[Region pointing data]

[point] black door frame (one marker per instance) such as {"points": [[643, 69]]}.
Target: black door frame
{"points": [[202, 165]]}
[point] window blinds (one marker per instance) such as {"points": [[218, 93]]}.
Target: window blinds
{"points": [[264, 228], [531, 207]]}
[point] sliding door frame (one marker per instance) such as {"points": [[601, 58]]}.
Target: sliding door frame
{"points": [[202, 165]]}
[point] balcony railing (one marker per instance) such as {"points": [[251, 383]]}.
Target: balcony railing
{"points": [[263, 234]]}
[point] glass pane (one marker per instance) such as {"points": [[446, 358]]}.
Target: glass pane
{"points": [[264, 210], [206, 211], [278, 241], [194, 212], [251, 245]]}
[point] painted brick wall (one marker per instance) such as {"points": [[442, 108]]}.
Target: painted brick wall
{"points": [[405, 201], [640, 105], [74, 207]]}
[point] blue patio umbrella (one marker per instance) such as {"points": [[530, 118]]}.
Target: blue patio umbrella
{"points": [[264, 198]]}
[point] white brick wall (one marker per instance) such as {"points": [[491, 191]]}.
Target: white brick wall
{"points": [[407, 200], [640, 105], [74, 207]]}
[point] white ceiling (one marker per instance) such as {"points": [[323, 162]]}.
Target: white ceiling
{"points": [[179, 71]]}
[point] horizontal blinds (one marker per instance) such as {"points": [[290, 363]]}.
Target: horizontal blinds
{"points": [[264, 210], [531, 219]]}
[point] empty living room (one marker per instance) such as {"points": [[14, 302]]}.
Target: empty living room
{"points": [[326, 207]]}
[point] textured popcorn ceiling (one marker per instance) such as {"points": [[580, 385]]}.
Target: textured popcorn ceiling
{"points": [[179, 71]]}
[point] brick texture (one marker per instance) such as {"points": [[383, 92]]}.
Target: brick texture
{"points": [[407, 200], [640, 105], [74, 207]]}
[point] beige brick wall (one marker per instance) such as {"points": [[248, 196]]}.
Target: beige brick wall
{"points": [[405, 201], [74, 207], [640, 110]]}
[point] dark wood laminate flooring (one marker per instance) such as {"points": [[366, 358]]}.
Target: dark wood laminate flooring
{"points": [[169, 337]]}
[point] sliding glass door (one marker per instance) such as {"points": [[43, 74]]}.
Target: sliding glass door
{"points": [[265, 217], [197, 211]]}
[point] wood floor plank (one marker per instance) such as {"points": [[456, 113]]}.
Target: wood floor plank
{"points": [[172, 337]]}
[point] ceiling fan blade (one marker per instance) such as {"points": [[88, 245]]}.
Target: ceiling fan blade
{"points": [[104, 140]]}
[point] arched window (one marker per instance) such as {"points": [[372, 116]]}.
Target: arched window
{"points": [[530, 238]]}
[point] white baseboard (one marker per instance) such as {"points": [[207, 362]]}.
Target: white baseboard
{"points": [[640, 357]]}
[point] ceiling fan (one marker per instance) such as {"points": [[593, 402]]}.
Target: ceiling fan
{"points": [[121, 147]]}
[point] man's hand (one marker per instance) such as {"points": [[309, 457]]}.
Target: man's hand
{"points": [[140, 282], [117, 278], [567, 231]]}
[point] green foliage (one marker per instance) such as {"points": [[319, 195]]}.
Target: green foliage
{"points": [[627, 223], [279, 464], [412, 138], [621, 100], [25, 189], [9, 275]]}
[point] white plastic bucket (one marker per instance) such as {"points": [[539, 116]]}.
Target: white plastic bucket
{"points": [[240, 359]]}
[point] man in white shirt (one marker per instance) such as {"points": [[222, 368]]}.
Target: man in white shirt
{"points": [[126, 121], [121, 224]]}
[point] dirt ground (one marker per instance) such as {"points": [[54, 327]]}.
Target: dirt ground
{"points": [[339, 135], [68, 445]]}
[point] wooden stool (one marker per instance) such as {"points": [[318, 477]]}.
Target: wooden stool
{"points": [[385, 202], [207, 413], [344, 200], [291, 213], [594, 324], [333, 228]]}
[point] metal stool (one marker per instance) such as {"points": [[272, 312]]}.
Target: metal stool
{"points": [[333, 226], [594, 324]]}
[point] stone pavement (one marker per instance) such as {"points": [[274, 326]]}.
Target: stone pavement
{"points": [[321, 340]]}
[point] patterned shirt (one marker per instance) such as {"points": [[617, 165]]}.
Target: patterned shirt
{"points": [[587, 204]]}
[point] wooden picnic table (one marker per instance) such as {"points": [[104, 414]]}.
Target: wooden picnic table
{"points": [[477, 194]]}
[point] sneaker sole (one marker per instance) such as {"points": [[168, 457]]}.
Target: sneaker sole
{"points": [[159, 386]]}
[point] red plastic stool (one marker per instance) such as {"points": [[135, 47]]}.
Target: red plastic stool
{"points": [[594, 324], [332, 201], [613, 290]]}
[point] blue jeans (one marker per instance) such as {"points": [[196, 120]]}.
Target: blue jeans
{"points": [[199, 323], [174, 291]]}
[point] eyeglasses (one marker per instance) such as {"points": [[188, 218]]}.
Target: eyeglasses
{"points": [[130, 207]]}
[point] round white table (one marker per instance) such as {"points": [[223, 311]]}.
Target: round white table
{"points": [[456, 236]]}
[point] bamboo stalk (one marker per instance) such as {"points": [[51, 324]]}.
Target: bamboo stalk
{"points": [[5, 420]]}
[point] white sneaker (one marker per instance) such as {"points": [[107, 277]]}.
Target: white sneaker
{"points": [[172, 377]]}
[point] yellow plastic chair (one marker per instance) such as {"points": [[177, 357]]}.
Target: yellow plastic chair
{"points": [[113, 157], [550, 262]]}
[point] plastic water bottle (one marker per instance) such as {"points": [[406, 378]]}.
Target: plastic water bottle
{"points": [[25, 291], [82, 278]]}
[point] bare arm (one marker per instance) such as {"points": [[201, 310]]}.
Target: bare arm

## Your instructions
The records need to be set down again without a single difference.

## Exercise answer
[point] black door frame (one marker per instance) such as {"points": [[643, 69]]}.
Target: black door frame
{"points": [[202, 165]]}
[point] window blinds (one marker per instance) such as {"points": [[218, 93]]}.
Target: window blinds
{"points": [[264, 228], [531, 207]]}
[point] sliding door frame (one marker per instance) such as {"points": [[601, 58]]}.
Target: sliding door frame
{"points": [[202, 165]]}
[point] balcony railing (one marker per instance) such as {"points": [[251, 383]]}.
Target: balcony railing
{"points": [[263, 234]]}
[point] glass pane (one marker per instance) such as {"points": [[446, 358]]}.
Target: glass pane
{"points": [[264, 210], [206, 211], [278, 241], [194, 212], [251, 245]]}
[point] painted brick wall (one marker per instance) such as {"points": [[442, 108]]}.
Target: painted brick wall
{"points": [[405, 201], [640, 105], [74, 207]]}
[point] blue patio umbrella (one marker per instance) such as {"points": [[530, 118]]}.
Target: blue patio umbrella
{"points": [[264, 198]]}
[point] white brick wall (one marker per instance) such as {"points": [[491, 191]]}.
Target: white brick wall
{"points": [[407, 200], [640, 105], [74, 207]]}
[point] white ceiling (one marker per instance) such as {"points": [[323, 162]]}.
Target: white ceiling
{"points": [[179, 71]]}
[point] horizontal blinds (one marker per instance) such as {"points": [[290, 363]]}.
Target: horizontal blinds
{"points": [[264, 210], [531, 219]]}
[point] empty living room (one marker per instance) such as {"points": [[14, 302]]}.
Target: empty living room
{"points": [[326, 207]]}
[point] textured popcorn ceiling (one marker per instance) such as {"points": [[580, 385]]}.
Target: textured popcorn ceiling
{"points": [[179, 71]]}
[point] brick texture (one marker per instance) such as {"points": [[383, 92]]}.
Target: brick texture
{"points": [[407, 200], [640, 105], [74, 207]]}
[point] beige brick wall (one marker per instance) such as {"points": [[248, 196]]}.
Target: beige brick wall
{"points": [[405, 201], [74, 207], [640, 110]]}
[point] dark wood laminate flooring (one marker per instance) such as {"points": [[366, 358]]}.
Target: dark wood laminate flooring
{"points": [[169, 337]]}
[point] sliding glass door (one marker per instance) such as {"points": [[43, 74]]}.
Target: sliding glass door
{"points": [[265, 217], [197, 211]]}
[point] wood floor plank (one marker per instance) such as {"points": [[456, 113]]}.
Target: wood floor plank
{"points": [[172, 337]]}
[point] ceiling fan blade (one marker per instance) such as {"points": [[88, 245]]}.
Target: ceiling fan blade
{"points": [[104, 140]]}
[point] arched window (one marker per instance) such as {"points": [[372, 116]]}.
Target: arched window
{"points": [[530, 238]]}
[point] white baseboard (one marker per instance) such as {"points": [[207, 362]]}.
Target: white baseboard
{"points": [[640, 357]]}
[point] ceiling fan (one marker per instance) such as {"points": [[593, 402]]}.
Target: ceiling fan
{"points": [[121, 147]]}
[point] man's hand (one marker per instance) such as {"points": [[309, 457]]}.
Target: man's hand
{"points": [[140, 282], [117, 278], [567, 231]]}
[point] green foliage (one marker per instance) such as {"points": [[319, 195]]}.
Target: green foliage
{"points": [[627, 223], [279, 464], [412, 138], [621, 100], [25, 189], [9, 275]]}
[point] white plastic bucket (one marker per instance) such as {"points": [[539, 116]]}.
Target: white plastic bucket
{"points": [[240, 359]]}
[point] man in white shirt (one marker per instance) such as {"points": [[222, 368]]}.
Target: man in white shirt
{"points": [[126, 121], [121, 224]]}
[point] dirt ground (one marker per instance) such as {"points": [[54, 327]]}.
Target: dirt ground
{"points": [[339, 135], [68, 445]]}
[point] wooden stool (one marker per instance) such as {"points": [[318, 477]]}.
Target: wooden stool
{"points": [[385, 202], [207, 413], [344, 200], [291, 213], [594, 324], [333, 228]]}
[point] metal stool (one marker per instance) such as {"points": [[272, 312]]}.
Target: metal stool
{"points": [[333, 226], [594, 324]]}
[point] stone pavement (one marker per instance) such as {"points": [[274, 326]]}.
Target: stone pavement
{"points": [[321, 340]]}
[point] patterned shirt (one marker per instance) such as {"points": [[617, 165]]}.
Target: patterned shirt
{"points": [[587, 204]]}
[point] wooden picnic table (one marker per instance) such as {"points": [[104, 414]]}.
Target: wooden picnic table
{"points": [[477, 194]]}
[point] sneaker sole (one marker per instance) such as {"points": [[168, 457]]}.
Target: sneaker sole
{"points": [[159, 386]]}
[point] red plastic stool (one marker per instance) such as {"points": [[135, 47]]}.
Target: red plastic stool
{"points": [[594, 324], [332, 201], [613, 290]]}
[point] blue jeans (one marker per instance) such as {"points": [[196, 120]]}.
Target: blue jeans
{"points": [[199, 323], [174, 291]]}
[point] eyeglasses (one marker per instance) such as {"points": [[188, 218]]}.
Target: eyeglasses
{"points": [[130, 207]]}
[point] round white table (one marker per instance) such as {"points": [[223, 311]]}.
Target: round white table
{"points": [[456, 236]]}
[point] bamboo stalk (one marker per instance) such as {"points": [[51, 324]]}.
Target: bamboo stalk
{"points": [[5, 420]]}
[point] white sneaker (one marker per instance) such as {"points": [[107, 277]]}.
Target: white sneaker
{"points": [[172, 377]]}
[point] yellow plastic chair (one marker per instance) such as {"points": [[177, 357]]}.
Target: yellow plastic chair
{"points": [[113, 157], [550, 262]]}
[point] plastic water bottle (one marker per instance) such as {"points": [[406, 378]]}.
Target: plastic water bottle
{"points": [[25, 291], [82, 278]]}
[point] bare arm (one marker per instance) such as {"points": [[201, 310]]}.
Target: bare arm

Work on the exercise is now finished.